● TASK BRIEF: Render the lines of the data below, from the line containing "Locate the hardtop" through the end of the data, inclusive, as a Markdown table with the columns "Row" and "Text", numbering each row and skipping blank lines. Leave the pictures out of the table.

───

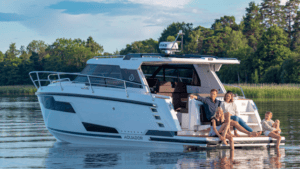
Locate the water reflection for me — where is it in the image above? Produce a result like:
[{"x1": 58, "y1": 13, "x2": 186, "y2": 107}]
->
[
  {"x1": 0, "y1": 97, "x2": 300, "y2": 169},
  {"x1": 45, "y1": 142, "x2": 285, "y2": 168}
]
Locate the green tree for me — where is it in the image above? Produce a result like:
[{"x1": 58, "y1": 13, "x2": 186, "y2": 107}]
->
[
  {"x1": 262, "y1": 65, "x2": 280, "y2": 83},
  {"x1": 291, "y1": 11, "x2": 300, "y2": 53},
  {"x1": 255, "y1": 25, "x2": 291, "y2": 77},
  {"x1": 157, "y1": 22, "x2": 193, "y2": 53},
  {"x1": 184, "y1": 26, "x2": 214, "y2": 54},
  {"x1": 261, "y1": 0, "x2": 285, "y2": 28},
  {"x1": 4, "y1": 43, "x2": 20, "y2": 61},
  {"x1": 211, "y1": 15, "x2": 239, "y2": 31},
  {"x1": 120, "y1": 38, "x2": 158, "y2": 55},
  {"x1": 284, "y1": 0, "x2": 300, "y2": 40},
  {"x1": 280, "y1": 54, "x2": 300, "y2": 83},
  {"x1": 243, "y1": 2, "x2": 264, "y2": 51},
  {"x1": 86, "y1": 36, "x2": 104, "y2": 55},
  {"x1": 201, "y1": 26, "x2": 232, "y2": 57},
  {"x1": 0, "y1": 51, "x2": 5, "y2": 63}
]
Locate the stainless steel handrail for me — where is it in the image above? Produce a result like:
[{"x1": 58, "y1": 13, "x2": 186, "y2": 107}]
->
[
  {"x1": 29, "y1": 71, "x2": 154, "y2": 99},
  {"x1": 223, "y1": 84, "x2": 246, "y2": 99}
]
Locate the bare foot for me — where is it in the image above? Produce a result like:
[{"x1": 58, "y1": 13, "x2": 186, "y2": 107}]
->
[
  {"x1": 234, "y1": 130, "x2": 240, "y2": 137},
  {"x1": 248, "y1": 132, "x2": 256, "y2": 137},
  {"x1": 255, "y1": 131, "x2": 262, "y2": 137}
]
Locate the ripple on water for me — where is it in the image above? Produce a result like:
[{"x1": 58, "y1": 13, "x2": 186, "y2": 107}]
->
[{"x1": 0, "y1": 97, "x2": 300, "y2": 168}]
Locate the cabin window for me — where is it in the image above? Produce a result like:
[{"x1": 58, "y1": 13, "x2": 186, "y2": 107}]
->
[
  {"x1": 74, "y1": 64, "x2": 142, "y2": 88},
  {"x1": 74, "y1": 64, "x2": 124, "y2": 88},
  {"x1": 142, "y1": 65, "x2": 201, "y2": 86}
]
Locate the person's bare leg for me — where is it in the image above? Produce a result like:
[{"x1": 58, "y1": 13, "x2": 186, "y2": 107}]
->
[
  {"x1": 230, "y1": 120, "x2": 255, "y2": 136},
  {"x1": 223, "y1": 112, "x2": 231, "y2": 137},
  {"x1": 272, "y1": 120, "x2": 280, "y2": 134},
  {"x1": 218, "y1": 123, "x2": 228, "y2": 145},
  {"x1": 268, "y1": 132, "x2": 281, "y2": 149},
  {"x1": 234, "y1": 130, "x2": 240, "y2": 137}
]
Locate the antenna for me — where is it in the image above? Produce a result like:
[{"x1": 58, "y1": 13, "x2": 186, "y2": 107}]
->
[
  {"x1": 171, "y1": 30, "x2": 184, "y2": 50},
  {"x1": 159, "y1": 30, "x2": 184, "y2": 54}
]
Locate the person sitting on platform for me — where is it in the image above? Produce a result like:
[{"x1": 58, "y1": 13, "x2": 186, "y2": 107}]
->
[
  {"x1": 190, "y1": 89, "x2": 221, "y2": 122},
  {"x1": 208, "y1": 107, "x2": 234, "y2": 150},
  {"x1": 261, "y1": 111, "x2": 281, "y2": 148},
  {"x1": 221, "y1": 91, "x2": 262, "y2": 137}
]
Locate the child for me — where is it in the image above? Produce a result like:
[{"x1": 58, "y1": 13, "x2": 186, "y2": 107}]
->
[
  {"x1": 261, "y1": 111, "x2": 281, "y2": 148},
  {"x1": 209, "y1": 107, "x2": 234, "y2": 150}
]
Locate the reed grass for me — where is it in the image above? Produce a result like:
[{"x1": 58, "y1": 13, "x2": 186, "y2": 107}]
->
[
  {"x1": 225, "y1": 84, "x2": 300, "y2": 99},
  {"x1": 0, "y1": 84, "x2": 300, "y2": 97},
  {"x1": 0, "y1": 85, "x2": 37, "y2": 96}
]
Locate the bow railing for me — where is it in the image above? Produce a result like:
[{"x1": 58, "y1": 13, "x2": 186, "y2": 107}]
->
[{"x1": 29, "y1": 71, "x2": 153, "y2": 98}]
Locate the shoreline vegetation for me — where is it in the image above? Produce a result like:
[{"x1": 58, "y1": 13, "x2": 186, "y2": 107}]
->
[
  {"x1": 0, "y1": 84, "x2": 300, "y2": 101},
  {"x1": 0, "y1": 85, "x2": 37, "y2": 96}
]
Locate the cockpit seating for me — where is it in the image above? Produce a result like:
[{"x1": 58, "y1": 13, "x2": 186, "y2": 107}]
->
[{"x1": 157, "y1": 81, "x2": 188, "y2": 110}]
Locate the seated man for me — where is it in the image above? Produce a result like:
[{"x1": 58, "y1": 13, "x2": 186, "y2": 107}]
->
[
  {"x1": 261, "y1": 111, "x2": 281, "y2": 148},
  {"x1": 190, "y1": 89, "x2": 221, "y2": 122}
]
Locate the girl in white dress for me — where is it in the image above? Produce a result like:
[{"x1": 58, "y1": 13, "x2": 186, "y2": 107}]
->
[{"x1": 221, "y1": 91, "x2": 262, "y2": 137}]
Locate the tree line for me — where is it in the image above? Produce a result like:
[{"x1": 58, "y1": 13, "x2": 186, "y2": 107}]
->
[{"x1": 0, "y1": 0, "x2": 300, "y2": 85}]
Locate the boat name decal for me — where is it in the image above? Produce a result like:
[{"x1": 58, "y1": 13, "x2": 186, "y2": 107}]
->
[{"x1": 124, "y1": 135, "x2": 143, "y2": 140}]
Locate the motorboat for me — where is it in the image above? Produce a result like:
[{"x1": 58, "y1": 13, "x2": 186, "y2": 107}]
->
[{"x1": 29, "y1": 30, "x2": 285, "y2": 149}]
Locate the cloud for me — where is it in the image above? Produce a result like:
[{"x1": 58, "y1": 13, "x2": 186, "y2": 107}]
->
[
  {"x1": 73, "y1": 0, "x2": 193, "y2": 8},
  {"x1": 0, "y1": 12, "x2": 26, "y2": 22},
  {"x1": 48, "y1": 1, "x2": 143, "y2": 16},
  {"x1": 280, "y1": 0, "x2": 288, "y2": 5},
  {"x1": 128, "y1": 0, "x2": 192, "y2": 8}
]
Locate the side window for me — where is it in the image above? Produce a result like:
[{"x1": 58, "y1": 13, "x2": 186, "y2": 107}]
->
[
  {"x1": 74, "y1": 64, "x2": 124, "y2": 88},
  {"x1": 142, "y1": 65, "x2": 201, "y2": 86},
  {"x1": 164, "y1": 68, "x2": 178, "y2": 82}
]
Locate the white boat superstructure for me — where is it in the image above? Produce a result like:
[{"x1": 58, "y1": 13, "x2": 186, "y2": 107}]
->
[{"x1": 29, "y1": 35, "x2": 285, "y2": 148}]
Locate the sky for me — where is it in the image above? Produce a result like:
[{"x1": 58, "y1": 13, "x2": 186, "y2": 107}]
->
[{"x1": 0, "y1": 0, "x2": 287, "y2": 53}]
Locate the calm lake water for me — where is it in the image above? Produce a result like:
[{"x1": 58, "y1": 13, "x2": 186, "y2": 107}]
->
[{"x1": 0, "y1": 96, "x2": 300, "y2": 168}]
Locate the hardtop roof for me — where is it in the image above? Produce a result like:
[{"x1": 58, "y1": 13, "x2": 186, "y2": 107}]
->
[{"x1": 87, "y1": 54, "x2": 240, "y2": 69}]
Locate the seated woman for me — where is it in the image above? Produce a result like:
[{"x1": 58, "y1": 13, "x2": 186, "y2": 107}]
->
[
  {"x1": 208, "y1": 107, "x2": 234, "y2": 150},
  {"x1": 208, "y1": 107, "x2": 255, "y2": 150},
  {"x1": 221, "y1": 91, "x2": 262, "y2": 137},
  {"x1": 261, "y1": 111, "x2": 281, "y2": 148}
]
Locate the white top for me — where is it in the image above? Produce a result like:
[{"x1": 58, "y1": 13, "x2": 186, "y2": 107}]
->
[
  {"x1": 261, "y1": 119, "x2": 275, "y2": 132},
  {"x1": 220, "y1": 102, "x2": 240, "y2": 116},
  {"x1": 87, "y1": 55, "x2": 240, "y2": 69}
]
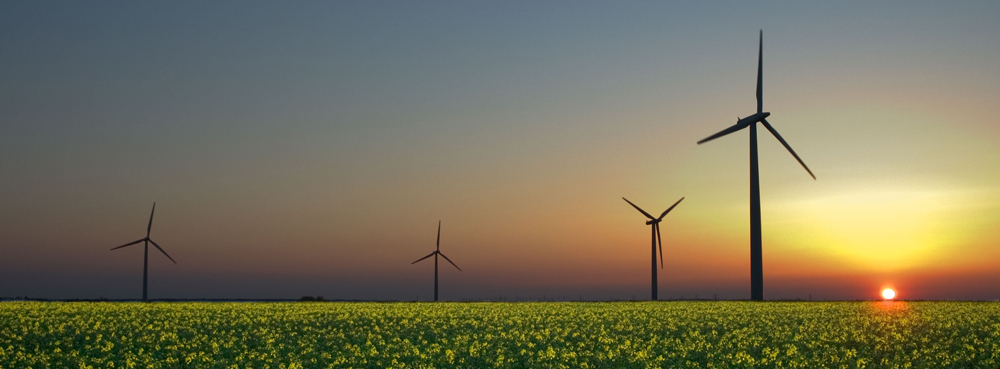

───

● WORKED SOLUTION:
| Row | Text |
|---|---|
| 1 | Locate the hardtop roof for me — where is it in the image above? Produce a result like: |
| 2 | [{"x1": 58, "y1": 13, "x2": 186, "y2": 107}] |
| 3 | -> |
| 4 | [{"x1": 87, "y1": 54, "x2": 240, "y2": 69}] |
| 5 | Locate the seated woman for me — where is it in the image above? Produce a result like: |
| 6 | [{"x1": 58, "y1": 13, "x2": 186, "y2": 107}] |
| 7 | -> |
| 8 | [ |
| 9 |   {"x1": 208, "y1": 107, "x2": 234, "y2": 150}, |
| 10 |   {"x1": 208, "y1": 107, "x2": 255, "y2": 150}, |
| 11 |   {"x1": 221, "y1": 91, "x2": 262, "y2": 137}, |
| 12 |   {"x1": 261, "y1": 111, "x2": 281, "y2": 148} |
| 13 | ] |
| 14 | Locate the white top for me — where is it in the image above? Produce a result like: |
| 15 | [{"x1": 58, "y1": 13, "x2": 186, "y2": 107}] |
| 16 | -> |
| 17 | [ |
| 18 |   {"x1": 261, "y1": 119, "x2": 275, "y2": 132}, |
| 19 |   {"x1": 220, "y1": 102, "x2": 240, "y2": 116}, |
| 20 |   {"x1": 87, "y1": 55, "x2": 240, "y2": 69} |
| 21 | ] |